## Activity
Reproduce every entry below exactly, minus the pictures.

## Provided data
◆ ◆ ◆

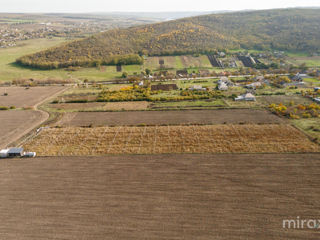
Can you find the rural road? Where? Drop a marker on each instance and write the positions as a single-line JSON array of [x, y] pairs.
[[21, 131]]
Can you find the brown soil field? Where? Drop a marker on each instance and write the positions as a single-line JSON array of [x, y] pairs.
[[100, 106], [23, 97], [15, 124], [253, 138], [233, 116], [159, 197]]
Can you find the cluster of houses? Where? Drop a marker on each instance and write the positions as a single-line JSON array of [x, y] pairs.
[[16, 153]]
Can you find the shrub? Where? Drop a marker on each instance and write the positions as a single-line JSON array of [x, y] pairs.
[[2, 108]]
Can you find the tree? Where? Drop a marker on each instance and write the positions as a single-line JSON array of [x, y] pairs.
[[124, 75], [148, 71]]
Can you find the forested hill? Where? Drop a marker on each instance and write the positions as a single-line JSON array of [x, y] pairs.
[[287, 29]]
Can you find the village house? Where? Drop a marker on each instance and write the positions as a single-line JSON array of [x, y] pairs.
[[254, 85], [246, 97], [299, 77], [222, 86], [197, 88]]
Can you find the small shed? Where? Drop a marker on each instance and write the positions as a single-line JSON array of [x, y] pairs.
[[15, 152]]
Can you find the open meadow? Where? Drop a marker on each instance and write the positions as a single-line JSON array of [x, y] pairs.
[[182, 197]]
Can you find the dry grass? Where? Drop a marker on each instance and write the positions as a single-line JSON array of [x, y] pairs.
[[221, 116], [15, 124], [253, 138], [26, 97]]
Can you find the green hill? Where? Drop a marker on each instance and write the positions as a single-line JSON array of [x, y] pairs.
[[288, 29]]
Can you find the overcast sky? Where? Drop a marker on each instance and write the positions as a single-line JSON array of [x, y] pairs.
[[146, 5]]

◆ ◆ ◆

## Result for this task
Can you find the rural road? Where? Drop a marker on each instance and write the positions as a single-line JSON array of [x, y] pairs.
[[21, 131]]
Can you find the brown soil field? Where? Drop a marker on each instance and write the positions as a single-line JSON array of [x, y] pairs.
[[100, 106], [23, 97], [15, 124], [253, 138], [233, 116], [159, 197]]
Can you find the cluster of houses? Where? Drop a marker on each instance and write the positions as a single-line JSON array of [x, y] pairs.
[[16, 153]]
Can you find the shrub? Where? Drop a marker on each instance and write the positions as a single-line JSON array of [x, y] pairs.
[[2, 108]]
Can you find the tree? Where? Drop a marker on each instance and write the positions as a single-line JSON array of [x, y] pairs.
[[124, 75], [148, 71]]
Can you find the forested hill? Where? Drop a marker on each instance and write the positions as a single-line JSON array of [x, y] pairs.
[[287, 29]]
Can you find the village house? Where? Drop a marker on each instance and write the positions as a single-line JSON array of [x, y] pairs.
[[254, 85], [246, 97], [299, 77], [222, 86], [197, 88]]
Can you find the small shed? Where? Drop a marker on each instance and write the positions as a single-line JSON array of [x, y] pairs.
[[15, 152]]
Can you find the open meadow? Where? Drop a marker on each instance and write the positions as a single-line JSON array of [x, y] pairs.
[[182, 197]]
Can you find the dry grass? Where? Drop a marker on each instance and write the positions as a single-line JSON array of [x, y] pairs.
[[221, 116], [15, 124], [253, 138], [26, 97]]
Can you find the green hill? Where? Drop a marker on each instance and write the positions as a single-line JSON array of [x, y] pairs.
[[288, 29]]
Can you find the overcast sky? Where? Drop a marker on each instance and write the positions as a single-line JSON array of [x, y] pairs.
[[146, 5]]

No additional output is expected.